- Task description
Starting at the line that contains "Target: dirt path" and running through the end of the entries, both ends included, lay out those lines as a JSON list of strings, one string per line, leaving out any blank lines.
------------------------
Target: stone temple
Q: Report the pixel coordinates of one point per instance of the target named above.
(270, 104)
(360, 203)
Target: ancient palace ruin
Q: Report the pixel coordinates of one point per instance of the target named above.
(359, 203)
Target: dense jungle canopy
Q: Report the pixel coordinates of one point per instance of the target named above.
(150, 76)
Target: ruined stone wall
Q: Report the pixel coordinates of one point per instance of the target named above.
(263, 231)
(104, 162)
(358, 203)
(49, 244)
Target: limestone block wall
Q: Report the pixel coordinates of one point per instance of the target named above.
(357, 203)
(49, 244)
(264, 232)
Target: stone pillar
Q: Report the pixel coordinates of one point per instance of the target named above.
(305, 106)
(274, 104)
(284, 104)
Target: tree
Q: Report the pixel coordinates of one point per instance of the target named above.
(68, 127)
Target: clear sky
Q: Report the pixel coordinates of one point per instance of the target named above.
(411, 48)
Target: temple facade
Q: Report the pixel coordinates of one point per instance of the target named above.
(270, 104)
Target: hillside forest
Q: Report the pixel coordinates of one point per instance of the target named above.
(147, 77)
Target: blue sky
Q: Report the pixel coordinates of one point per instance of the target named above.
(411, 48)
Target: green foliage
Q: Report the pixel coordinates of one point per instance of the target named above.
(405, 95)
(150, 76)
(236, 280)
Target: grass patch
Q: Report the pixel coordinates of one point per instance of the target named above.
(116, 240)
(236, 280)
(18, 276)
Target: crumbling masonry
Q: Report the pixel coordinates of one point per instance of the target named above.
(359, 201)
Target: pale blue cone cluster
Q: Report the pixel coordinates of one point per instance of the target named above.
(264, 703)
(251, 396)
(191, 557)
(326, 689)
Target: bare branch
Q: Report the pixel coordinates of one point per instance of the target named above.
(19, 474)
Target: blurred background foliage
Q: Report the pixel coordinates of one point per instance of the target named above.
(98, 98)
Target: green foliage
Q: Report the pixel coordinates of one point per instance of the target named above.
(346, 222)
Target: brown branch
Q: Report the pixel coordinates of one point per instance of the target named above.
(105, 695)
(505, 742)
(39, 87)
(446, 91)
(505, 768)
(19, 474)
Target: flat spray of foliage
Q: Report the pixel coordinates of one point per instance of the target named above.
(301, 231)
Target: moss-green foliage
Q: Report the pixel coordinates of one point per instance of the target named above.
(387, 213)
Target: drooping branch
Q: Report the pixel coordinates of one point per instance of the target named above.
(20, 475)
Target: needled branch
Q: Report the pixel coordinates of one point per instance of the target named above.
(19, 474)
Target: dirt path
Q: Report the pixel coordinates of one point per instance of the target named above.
------------------------
- Finished exercise
[
  "Target: dirt path",
  "Q: Report the pixel coordinates of one point per instance of the target named above."
]